## Data provided
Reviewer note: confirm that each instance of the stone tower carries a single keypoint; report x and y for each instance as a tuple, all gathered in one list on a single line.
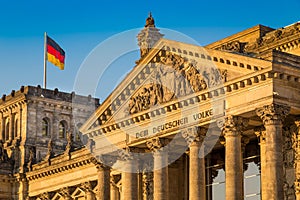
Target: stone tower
[(148, 36), (33, 117)]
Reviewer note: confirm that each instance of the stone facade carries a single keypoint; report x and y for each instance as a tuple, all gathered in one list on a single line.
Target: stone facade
[(183, 116), (35, 123)]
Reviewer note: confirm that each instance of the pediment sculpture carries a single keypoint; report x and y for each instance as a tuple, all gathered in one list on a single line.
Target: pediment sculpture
[(173, 77)]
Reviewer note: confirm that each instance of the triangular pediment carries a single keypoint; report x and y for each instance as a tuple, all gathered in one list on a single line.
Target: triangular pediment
[(171, 70)]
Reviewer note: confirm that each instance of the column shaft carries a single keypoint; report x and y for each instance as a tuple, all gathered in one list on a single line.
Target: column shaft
[(160, 175), (114, 193), (234, 168), (11, 123), (129, 182), (273, 116), (103, 183), (273, 162), (1, 127), (197, 173)]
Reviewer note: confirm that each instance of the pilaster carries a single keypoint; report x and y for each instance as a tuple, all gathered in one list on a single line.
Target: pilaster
[(129, 175), (232, 130), (296, 147), (194, 137), (272, 116), (260, 132), (160, 173)]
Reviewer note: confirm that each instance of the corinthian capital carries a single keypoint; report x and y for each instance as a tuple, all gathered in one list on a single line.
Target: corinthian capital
[(156, 144), (194, 134), (260, 132), (233, 125), (273, 113)]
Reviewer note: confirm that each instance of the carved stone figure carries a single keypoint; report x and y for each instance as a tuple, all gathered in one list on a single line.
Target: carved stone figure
[(174, 77)]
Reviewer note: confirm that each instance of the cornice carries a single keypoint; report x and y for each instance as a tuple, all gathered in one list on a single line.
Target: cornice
[(138, 75), (60, 165)]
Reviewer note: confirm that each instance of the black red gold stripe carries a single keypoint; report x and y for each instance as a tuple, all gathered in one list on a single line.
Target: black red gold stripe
[(55, 54)]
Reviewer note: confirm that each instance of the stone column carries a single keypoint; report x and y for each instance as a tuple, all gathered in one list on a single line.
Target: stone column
[(160, 173), (272, 117), (20, 122), (232, 131), (87, 188), (114, 189), (23, 187), (147, 185), (129, 175), (103, 182), (197, 186), (65, 192), (260, 132), (1, 127), (296, 148), (11, 125)]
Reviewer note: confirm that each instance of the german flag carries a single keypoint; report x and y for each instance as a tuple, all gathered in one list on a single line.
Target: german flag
[(55, 54)]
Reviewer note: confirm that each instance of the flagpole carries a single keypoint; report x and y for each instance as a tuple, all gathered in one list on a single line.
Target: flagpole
[(45, 60)]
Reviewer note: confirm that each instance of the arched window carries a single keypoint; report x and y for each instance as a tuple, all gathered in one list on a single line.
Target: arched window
[(62, 129), (45, 127)]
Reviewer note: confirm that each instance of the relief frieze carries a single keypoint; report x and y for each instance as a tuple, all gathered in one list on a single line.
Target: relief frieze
[(173, 77)]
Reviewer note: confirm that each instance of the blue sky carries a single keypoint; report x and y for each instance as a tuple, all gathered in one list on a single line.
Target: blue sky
[(79, 26)]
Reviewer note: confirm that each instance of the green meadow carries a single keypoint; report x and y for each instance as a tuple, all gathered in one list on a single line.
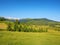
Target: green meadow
[(29, 38)]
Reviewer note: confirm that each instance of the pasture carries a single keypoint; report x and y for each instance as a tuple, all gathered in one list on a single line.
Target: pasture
[(29, 38)]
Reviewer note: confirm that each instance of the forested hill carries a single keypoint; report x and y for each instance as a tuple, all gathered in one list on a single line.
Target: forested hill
[(41, 21), (38, 21)]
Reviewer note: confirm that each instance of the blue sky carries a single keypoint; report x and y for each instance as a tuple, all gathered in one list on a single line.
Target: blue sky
[(30, 9)]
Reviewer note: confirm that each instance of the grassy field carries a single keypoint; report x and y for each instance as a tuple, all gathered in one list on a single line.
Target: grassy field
[(29, 38)]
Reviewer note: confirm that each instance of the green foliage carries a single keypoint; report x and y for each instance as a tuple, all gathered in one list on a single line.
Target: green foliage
[(31, 38), (9, 28)]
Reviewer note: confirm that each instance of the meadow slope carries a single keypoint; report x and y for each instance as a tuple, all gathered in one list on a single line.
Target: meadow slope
[(29, 38)]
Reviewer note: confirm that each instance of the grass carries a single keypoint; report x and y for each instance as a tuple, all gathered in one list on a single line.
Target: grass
[(29, 38)]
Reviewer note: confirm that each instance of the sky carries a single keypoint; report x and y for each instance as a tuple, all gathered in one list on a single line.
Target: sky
[(30, 9)]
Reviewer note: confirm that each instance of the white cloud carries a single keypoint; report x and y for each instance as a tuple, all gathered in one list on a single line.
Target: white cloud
[(12, 18)]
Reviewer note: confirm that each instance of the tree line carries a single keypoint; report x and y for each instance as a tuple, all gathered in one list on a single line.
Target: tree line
[(24, 27)]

## Exercise task
Could you scale the rows from the first one through the line holding "[(183, 116), (35, 123)]", inclusive, by repeating each line with its request and multiplying every keypoint coordinate in the answers by 1.8, rounded to whole numbers with halves going up? Leave the pictures out.

## Finished answer
Reviewer note: confirm that each instance of the stone tower carries a single keypoint; report x and y for each instance as a tuple, all gathered in one list on a single line.
Target: stone tower
[(266, 65), (59, 211)]
Reviewer note: confirm that each instance of the stone facade carries a single keypoint; report x and y for each instance as a tuple, all gathered in one list on a single line.
Target: stone facade
[(329, 209), (63, 221)]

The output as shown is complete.